**EXCERPT:**
[Start of section]
I'm with Ryan, I'm still not really understanding your question. If a patient has a resting blood sugar of 200 before breakfast even, at this point they would be past most medications and require insulin (basal + short acting).
Patients in a pre-diabetic state for type II diabetes (blood sugar 100-125 mg/dl after a fast) or people early on with TIIDM ( fasting blood sugar >126 mg/dl) can control their blood sugar and
HgbA1C (a better marker for diabetic control than day to day blood sugar, see link) through life-style modification. Such as; weight loss, diet control, exercise, etc.
The problem is though, its hard for people to implement and maintain life-style modifications, we are unfortunately, creatures of habit. Which means most people will require a medication to either lower insulin resistance, increase glucose uptake or a combination of both.
[End of section]
**TASK REQUIREMENTS:** Continue the post about controlling blood sugar in type II diabetes, picking up after its last sentence above.

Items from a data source
[Start of section]
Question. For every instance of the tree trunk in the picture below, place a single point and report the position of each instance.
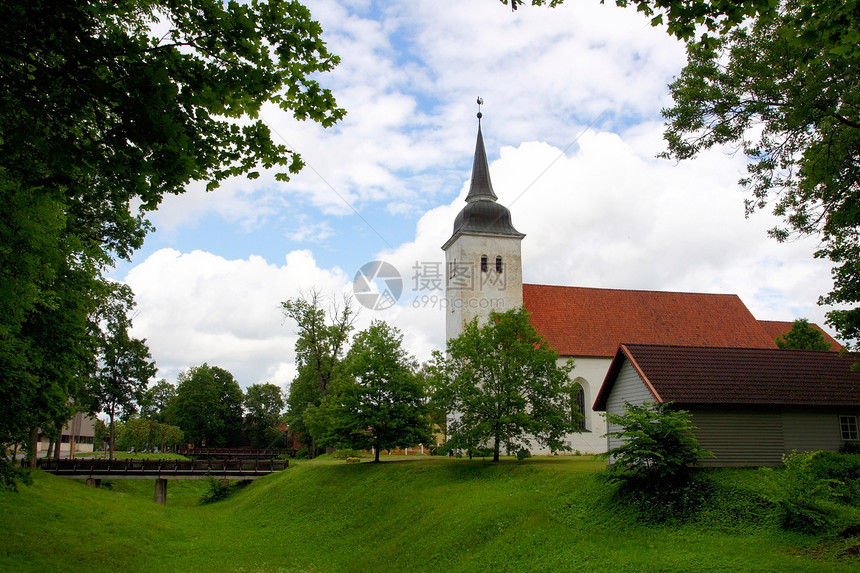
(34, 444)
(111, 439)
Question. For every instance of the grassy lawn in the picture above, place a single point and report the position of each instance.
(407, 514)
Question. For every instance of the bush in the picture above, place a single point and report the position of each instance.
(849, 448)
(343, 454)
(219, 490)
(658, 444)
(653, 467)
(815, 490)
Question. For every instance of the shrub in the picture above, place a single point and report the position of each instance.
(657, 443)
(653, 465)
(343, 454)
(849, 448)
(815, 491)
(219, 490)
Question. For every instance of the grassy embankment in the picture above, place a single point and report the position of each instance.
(429, 514)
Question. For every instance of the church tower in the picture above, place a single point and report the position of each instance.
(483, 259)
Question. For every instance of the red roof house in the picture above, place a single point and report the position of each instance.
(749, 405)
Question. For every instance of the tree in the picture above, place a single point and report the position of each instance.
(688, 18)
(124, 363)
(504, 384)
(319, 351)
(657, 443)
(264, 404)
(379, 403)
(157, 401)
(783, 88)
(100, 433)
(786, 92)
(654, 459)
(209, 406)
(803, 336)
(105, 108)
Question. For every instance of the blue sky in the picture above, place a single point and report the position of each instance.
(572, 127)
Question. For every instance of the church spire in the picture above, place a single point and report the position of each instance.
(481, 188)
(482, 215)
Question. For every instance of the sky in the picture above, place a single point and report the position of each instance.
(572, 127)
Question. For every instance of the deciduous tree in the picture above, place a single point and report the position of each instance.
(803, 336)
(209, 406)
(320, 349)
(785, 90)
(158, 400)
(124, 365)
(503, 383)
(264, 404)
(105, 108)
(380, 402)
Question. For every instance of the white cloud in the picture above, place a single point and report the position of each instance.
(197, 307)
(603, 213)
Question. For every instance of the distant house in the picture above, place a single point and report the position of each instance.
(483, 262)
(588, 324)
(77, 436)
(749, 405)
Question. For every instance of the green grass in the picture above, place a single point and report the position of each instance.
(413, 514)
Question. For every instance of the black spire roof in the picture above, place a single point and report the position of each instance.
(482, 214)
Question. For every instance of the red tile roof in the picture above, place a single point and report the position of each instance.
(579, 321)
(777, 328)
(702, 375)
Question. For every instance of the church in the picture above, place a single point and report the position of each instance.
(483, 262)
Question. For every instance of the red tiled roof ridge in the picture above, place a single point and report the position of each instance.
(630, 290)
(740, 376)
(588, 321)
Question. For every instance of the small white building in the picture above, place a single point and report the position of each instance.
(76, 438)
(749, 406)
(484, 273)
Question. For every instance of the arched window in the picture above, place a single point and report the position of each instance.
(577, 405)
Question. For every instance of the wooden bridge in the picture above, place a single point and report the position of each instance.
(95, 470)
(233, 453)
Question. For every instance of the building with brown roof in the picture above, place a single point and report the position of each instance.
(749, 405)
(484, 273)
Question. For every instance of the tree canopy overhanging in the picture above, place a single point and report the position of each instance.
(777, 80)
(105, 108)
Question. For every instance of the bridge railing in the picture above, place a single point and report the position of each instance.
(156, 468)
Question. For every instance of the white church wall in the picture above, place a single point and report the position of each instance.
(472, 292)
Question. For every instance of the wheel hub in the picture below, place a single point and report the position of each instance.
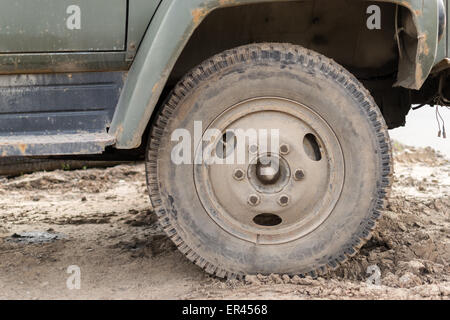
(280, 195)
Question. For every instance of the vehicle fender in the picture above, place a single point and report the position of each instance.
(170, 30)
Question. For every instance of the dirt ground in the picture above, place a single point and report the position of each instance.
(101, 221)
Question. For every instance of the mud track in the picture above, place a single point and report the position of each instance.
(104, 224)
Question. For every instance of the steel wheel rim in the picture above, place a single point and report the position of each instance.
(307, 192)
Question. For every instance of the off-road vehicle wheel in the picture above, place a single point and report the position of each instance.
(334, 159)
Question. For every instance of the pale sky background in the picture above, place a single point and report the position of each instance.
(422, 129)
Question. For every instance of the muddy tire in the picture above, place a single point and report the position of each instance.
(335, 163)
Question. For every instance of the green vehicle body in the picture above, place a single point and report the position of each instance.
(144, 39)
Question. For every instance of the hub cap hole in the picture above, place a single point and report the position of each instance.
(312, 148)
(226, 145)
(267, 220)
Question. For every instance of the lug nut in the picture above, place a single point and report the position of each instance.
(283, 200)
(239, 174)
(299, 174)
(254, 200)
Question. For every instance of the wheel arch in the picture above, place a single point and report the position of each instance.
(176, 21)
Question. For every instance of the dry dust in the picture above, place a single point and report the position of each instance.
(107, 228)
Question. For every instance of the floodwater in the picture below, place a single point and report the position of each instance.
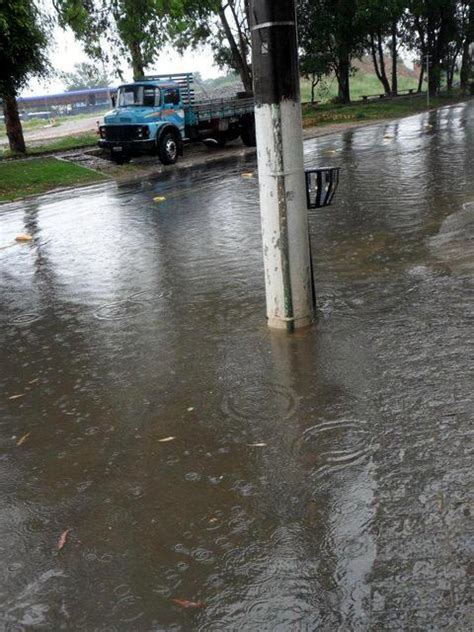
(319, 481)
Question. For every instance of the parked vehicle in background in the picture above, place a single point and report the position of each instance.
(159, 115)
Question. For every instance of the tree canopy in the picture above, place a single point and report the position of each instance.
(86, 75)
(23, 46)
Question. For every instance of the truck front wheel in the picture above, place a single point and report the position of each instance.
(248, 133)
(168, 148)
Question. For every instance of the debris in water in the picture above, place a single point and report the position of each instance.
(184, 603)
(62, 539)
(22, 439)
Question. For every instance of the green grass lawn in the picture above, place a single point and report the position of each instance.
(19, 178)
(34, 124)
(362, 84)
(326, 113)
(88, 139)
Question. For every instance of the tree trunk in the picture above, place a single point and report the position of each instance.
(379, 62)
(394, 59)
(240, 63)
(344, 94)
(422, 76)
(138, 66)
(13, 123)
(466, 63)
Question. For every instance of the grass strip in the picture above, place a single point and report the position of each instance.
(326, 113)
(20, 178)
(77, 141)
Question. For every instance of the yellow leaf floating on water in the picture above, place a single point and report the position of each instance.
(22, 439)
(62, 539)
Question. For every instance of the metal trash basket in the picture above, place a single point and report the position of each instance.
(321, 186)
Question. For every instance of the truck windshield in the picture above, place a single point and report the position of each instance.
(147, 96)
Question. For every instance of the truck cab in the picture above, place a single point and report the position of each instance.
(148, 118)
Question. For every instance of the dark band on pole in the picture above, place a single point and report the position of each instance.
(274, 51)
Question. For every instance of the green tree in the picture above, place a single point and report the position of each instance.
(23, 42)
(224, 25)
(333, 31)
(383, 20)
(86, 75)
(468, 41)
(134, 29)
(430, 27)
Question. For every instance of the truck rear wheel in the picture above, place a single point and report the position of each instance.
(248, 132)
(168, 148)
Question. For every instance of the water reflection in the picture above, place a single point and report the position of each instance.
(312, 482)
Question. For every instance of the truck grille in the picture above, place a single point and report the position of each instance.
(121, 132)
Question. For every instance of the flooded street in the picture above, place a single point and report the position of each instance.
(319, 481)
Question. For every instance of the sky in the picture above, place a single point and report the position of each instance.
(65, 51)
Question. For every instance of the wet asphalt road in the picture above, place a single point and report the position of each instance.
(321, 481)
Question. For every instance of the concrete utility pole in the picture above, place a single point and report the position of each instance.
(428, 59)
(280, 164)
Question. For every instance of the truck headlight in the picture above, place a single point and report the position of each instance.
(143, 131)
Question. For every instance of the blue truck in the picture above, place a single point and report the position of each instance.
(158, 115)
[End of section]
**TASK ANSWER:**
Even some patients with longer standing TIIDM will respond well to life-style modification, but this isn't the norm. As a patient's diabetes progresses the constant strain on the pancreas to produce more insulin causes it to "burn out". Early on in TIIDM the problem is more with insulin resistance, but as the disease progresses the problem changes to lack of insulin as well as resistance. At a certain point TII diabetics will become insulin dependent like classical type I diabetics (people who loose their islet cells and are unable to produce insulin, therefore are dependent on exogenous insulin).
I'm not sure if that's what you meant by "natural", but if that doesn't answer your question please clarify it.